Excerpts from a point labeling dataset

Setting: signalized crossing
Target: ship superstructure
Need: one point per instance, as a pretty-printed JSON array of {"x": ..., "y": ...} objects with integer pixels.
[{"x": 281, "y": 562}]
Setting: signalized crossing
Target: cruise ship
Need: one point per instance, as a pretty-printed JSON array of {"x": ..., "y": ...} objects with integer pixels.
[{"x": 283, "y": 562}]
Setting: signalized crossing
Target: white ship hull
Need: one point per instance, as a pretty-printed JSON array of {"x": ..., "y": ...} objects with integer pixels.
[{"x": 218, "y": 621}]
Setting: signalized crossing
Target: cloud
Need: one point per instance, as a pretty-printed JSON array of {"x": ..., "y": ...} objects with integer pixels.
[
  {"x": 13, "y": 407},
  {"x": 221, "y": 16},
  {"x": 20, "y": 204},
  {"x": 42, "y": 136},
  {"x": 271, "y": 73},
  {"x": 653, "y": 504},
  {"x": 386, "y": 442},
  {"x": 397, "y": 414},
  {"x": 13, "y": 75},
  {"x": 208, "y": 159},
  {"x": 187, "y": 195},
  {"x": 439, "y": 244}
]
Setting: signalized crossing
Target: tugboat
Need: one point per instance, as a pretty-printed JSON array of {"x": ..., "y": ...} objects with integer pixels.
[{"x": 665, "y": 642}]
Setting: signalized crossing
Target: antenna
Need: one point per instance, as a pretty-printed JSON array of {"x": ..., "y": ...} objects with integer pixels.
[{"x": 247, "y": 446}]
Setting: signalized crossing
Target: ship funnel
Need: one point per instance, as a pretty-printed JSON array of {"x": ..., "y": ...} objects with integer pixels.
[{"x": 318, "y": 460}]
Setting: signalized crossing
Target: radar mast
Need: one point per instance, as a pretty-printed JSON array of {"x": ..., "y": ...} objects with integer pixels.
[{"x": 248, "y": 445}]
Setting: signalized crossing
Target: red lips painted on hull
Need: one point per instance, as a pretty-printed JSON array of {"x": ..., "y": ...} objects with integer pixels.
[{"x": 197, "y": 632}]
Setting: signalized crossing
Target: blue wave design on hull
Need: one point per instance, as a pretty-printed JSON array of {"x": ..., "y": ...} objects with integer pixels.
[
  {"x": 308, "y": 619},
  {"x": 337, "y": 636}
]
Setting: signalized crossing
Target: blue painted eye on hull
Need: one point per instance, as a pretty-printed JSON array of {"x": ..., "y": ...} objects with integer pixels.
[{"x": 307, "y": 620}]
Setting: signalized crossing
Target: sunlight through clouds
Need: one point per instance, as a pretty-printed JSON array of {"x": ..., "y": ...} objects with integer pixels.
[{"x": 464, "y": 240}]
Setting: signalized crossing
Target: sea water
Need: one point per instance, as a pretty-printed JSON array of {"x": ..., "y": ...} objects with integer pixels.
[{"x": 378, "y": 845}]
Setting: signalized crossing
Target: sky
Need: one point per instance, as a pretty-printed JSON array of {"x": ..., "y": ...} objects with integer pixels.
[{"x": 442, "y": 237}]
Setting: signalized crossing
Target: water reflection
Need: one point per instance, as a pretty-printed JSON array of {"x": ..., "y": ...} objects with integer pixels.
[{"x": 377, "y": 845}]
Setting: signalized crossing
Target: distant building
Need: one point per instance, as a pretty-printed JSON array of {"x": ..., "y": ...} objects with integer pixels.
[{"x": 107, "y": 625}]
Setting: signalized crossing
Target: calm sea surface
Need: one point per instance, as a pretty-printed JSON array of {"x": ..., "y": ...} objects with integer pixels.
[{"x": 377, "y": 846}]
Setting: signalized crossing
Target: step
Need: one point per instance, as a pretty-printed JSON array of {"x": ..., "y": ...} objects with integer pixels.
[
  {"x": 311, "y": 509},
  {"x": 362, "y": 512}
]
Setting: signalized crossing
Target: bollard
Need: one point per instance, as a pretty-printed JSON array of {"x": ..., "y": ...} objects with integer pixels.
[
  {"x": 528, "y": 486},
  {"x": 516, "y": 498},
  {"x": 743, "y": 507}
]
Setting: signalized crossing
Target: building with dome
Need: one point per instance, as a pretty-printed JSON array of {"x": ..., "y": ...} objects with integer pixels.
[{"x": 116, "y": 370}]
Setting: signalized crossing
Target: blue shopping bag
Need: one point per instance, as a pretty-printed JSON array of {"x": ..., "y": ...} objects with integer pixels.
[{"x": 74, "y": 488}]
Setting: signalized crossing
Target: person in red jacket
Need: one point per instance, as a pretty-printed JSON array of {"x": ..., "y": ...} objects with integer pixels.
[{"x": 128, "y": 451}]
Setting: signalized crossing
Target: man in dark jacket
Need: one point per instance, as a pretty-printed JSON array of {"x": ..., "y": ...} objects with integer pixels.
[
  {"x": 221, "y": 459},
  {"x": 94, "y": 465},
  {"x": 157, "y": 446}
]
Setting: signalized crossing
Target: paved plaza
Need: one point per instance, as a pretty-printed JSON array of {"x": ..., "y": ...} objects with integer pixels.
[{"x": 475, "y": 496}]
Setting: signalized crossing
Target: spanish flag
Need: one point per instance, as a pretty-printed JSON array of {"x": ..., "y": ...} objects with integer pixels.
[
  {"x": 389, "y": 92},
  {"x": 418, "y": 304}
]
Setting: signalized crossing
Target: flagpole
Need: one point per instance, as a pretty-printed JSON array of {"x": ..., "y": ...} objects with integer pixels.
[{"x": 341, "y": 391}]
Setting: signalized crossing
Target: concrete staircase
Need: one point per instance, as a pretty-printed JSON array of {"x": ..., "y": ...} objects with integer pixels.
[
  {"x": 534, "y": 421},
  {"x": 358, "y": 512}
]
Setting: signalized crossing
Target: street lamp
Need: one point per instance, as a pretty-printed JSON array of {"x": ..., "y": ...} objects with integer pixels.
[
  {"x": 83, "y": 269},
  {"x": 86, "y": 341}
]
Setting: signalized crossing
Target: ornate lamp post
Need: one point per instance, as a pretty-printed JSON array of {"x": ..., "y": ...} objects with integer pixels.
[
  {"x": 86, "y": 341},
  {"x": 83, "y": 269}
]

Task brief - Find every line above that contains the string "hull" and copy each one. Matching is case-sensitive.

Correct answer -
Target: white ship hull
Target: red lips painted on hull
Target: blue wave design on hull
Target: blue painted eye on hull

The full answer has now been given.